Source data

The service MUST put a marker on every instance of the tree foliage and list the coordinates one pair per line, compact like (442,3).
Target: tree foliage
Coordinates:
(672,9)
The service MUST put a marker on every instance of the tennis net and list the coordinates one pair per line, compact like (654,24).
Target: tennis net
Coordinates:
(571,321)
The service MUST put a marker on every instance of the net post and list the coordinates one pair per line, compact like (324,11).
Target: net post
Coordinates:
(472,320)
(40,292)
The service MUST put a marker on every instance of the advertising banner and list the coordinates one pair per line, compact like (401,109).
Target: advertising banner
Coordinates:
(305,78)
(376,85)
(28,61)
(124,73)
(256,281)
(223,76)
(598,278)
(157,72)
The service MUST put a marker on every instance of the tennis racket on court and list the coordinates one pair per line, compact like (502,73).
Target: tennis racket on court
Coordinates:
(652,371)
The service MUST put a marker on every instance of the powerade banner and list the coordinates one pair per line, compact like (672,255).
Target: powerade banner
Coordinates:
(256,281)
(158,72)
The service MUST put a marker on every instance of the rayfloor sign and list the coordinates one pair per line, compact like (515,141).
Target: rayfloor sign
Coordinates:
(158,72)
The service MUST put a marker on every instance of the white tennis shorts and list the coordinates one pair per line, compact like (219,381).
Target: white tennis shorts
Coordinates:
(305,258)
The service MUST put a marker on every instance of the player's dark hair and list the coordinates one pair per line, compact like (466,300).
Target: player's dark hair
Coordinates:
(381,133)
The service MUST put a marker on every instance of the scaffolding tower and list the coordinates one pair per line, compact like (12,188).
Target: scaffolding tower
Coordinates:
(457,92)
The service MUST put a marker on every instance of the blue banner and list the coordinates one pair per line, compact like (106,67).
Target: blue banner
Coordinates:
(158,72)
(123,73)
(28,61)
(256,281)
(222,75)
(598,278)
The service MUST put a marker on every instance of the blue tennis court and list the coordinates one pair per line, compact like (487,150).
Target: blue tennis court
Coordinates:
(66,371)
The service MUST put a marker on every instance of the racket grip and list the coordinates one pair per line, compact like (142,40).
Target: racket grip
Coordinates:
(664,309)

*Instructions for the task*. What is needed is an exact reproduction of the data.

*Response below*.
The service MUST put a marker on every instance of the tree foliage and list the coordinates one pair per line, compact like (442,3).
Target: tree foliage
Coordinates:
(672,9)
The service MUST put a marker on every instance of the tennis net and list the coordinates one pair per line, compact like (654,24).
Target: tennis net
Coordinates:
(571,321)
The service MUST put a marker on every instance of the net post and list the coordinates one pair per line, compact like (324,11).
Target: net post
Coordinates:
(472,320)
(40,292)
The service MUST put a marker on every instance of the advertising banner and list the coordinates one pair per line, compact like (401,109).
Target: advertising banner
Coordinates:
(305,78)
(376,85)
(28,61)
(124,73)
(256,281)
(223,76)
(598,278)
(157,72)
The service MUST put a marker on every instance of the tennis racket on court and list the coordinates one pair per line, compact like (502,73).
Target: tennis racket on court
Coordinates:
(652,371)
The service MUST put a marker on every instance of the powerade banner and list the coordinates one pair per line, compact like (672,255).
Target: powerade banner
Coordinates:
(256,281)
(158,72)
The service MUST put a marker on every instance of the rayfloor sign and list the coordinates one pair per line, compact like (515,141).
Target: rayfloor sign
Coordinates:
(158,72)
The service MUST put a marker on every instance of the white tennis shorts and list the coordinates one pair per line, compact like (219,381).
Target: white tennis shorts
Coordinates:
(305,258)
The service MUST put a marker on every instance of the player's dark hair and list the coordinates one pair per line, compact like (466,300).
Target: player's dark hair
Coordinates:
(381,133)
The service MUST put a marker on every instance of the scaffolding tower and list the coordinates one pair per line, compact like (12,188).
Target: scaffolding tower
Coordinates:
(457,92)
The service MUST put a marker on every instance of the blue banner and list the coordinates one pair per line, compact like (106,67).
Target: blue banner
Coordinates:
(158,72)
(123,73)
(28,61)
(256,281)
(222,75)
(598,278)
The service MUST put a marker on every instance of the blue tennis court and list the coordinates one pair per line, compact like (487,150).
Target: blue tennis court
Coordinates:
(66,371)
The service MUST put a marker on every instance of the racket grip and list the coordinates one pair per line, compact like (142,40).
Target: racket grip
Coordinates:
(664,309)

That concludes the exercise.